▸ Texto proporcionado
De casas rurales a salas de fiestas

La música a todo volumen, el alcohol y las molestias a los vecinos marcan el cambio de tendencia en un modelo antaño respetuoso, cultural y curioso.

Hace más de diez años el periodista y escritor Arturo Pérez-Reverte contestó sucintamente a un airado artículo que el que suscribe publicó en el diario Lanza de Ciudad Real, denunciando el cambio en el modelo de «turismo de interior», «turismo rural» o como quieran llamarle el «ir al pueblo». Criticaba por aquel entonces el comportamiento de quienes acudían, concretamente, al Parque Natural de las Lagunas de Ruidera, con una serie de hechos constatados por los propios vecinos, tras escuchar los testimonios de algunos de ellos, ver sus ojeras como platos de no pegar ojo en toda la noche, machacados por el bombo constante de la «música» (la llaman) escupida por altavoces y fiestas veraniegas hasta cuando el sol ya aparece por el horizonte. Denunciaba (trababa de denunciar) las molestias que padecían los vecinos, los ruidereños, cuando el estío atraía como a la miel a hordas de jóvenes (especialmente) ávidos de fiesta, alcohol y ruido, algo que consideraba especialmente grave en un parque natural adonde se suponía que uno iba a descansar.

No le pareció a así a Pérez-Reverte que, sin nombrarme en ningún momento, publicó en el mismo diario un artículo que bien parecía una respuesta, unos días después, defendiendo el derecho de esos pueblerinos (no es despectivo, pues significa «habitantes de un pueblo») a divertirse, a bailar, a cantar, a reír, a pasárselo bien, a emborracharse y, en definitiva, a todo aquello que los urbanitas hacíamos (aunque el que suscribe huye de esos ambientes como de la peste) en nuestros lugares de residencia. Poco menos venía a señalar nuestro egoísmo por querer encontrar, en los pueblos, en la naturaleza, esa paz y sosiego que sólo queríamos bien lejos de nuestras casas. Olé.

▸ Datos mostrados
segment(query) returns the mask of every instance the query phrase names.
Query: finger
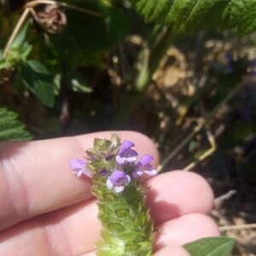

▸ Lo que se pide
a) Según el texto sobre el turismo rural, ¿en qué diario publicó el autor su artículo de denuncia?
b) Devuelve del texto sobre el turismo rural todo lo que va desde "No le pareció" hasta "nuestras casas. Olé.".
c) Escribe la siguiente parte del texto sobre el turismo rural a partir de su última oración.
El material no tiene ningún papel en esto.

▸ Respuestas
a) En el diario Lanza de Ciudad Real.

b)
No le pareció a así a Pérez-Reverte que, sin nombrarme en ningún momento, publicó en el mismo diario un artículo que bien parecía una respuesta, unos días después, defendiendo el derecho de esos pueblerinos (no es despectivo, pues significa «habitantes de un pueblo») a divertirse, a bailar, a cantar, a reír, a pasárselo bien, a emborracharse y, en definitiva, a todo aquello que los urbanitas hacíamos (aunque el que suscribe huye de esos ambientes como de la peste) en nuestros lugares de residencia. Poco menos venía a señalar nuestro egoísmo por querer encontrar, en los pueblos, en la naturaleza, esa paz y sosiego que sólo queríamos bien lejos de nuestras casas. Olé.

c)
Hoy, trece años después de aquello, veo en la televisión un reportaje de un pueblecito leonés donde se asienta una posada del año «de Marícastaña», cuya propietaria narraba a la cámara las vicisitudes padecidas hasta el presente, épocas remotas y cercanas, crisis y esfuerzos, para seguir regentando el establecimiento, típica casona rural «de revista.» Pero, en un momento, al preguntarla el reportero por la situación actual, por los visitantes de hoy, su cara se tornó repentinamente en una mueca tan expresiva que me compungió: una triste sonrisa, entrecortada, de rabia contenida mezclada con resignación, antes de confesar: «Antes venía la gente a conocer el pueblo, ver el entorno, el río, los montes… Te preguntaban por la casa, por las tradiciones… ¡Ahora ya no! Ahora lo primero que hacen… [hace una pequeña pausa mientras se ríe resignada pensando en escenas que sus ojos no han olvidado]. Lo primero que hacen es llenar la nevera de cerveza. Lo único que quieren es fiesta. Y si puede ser, molestando a los vecinos.»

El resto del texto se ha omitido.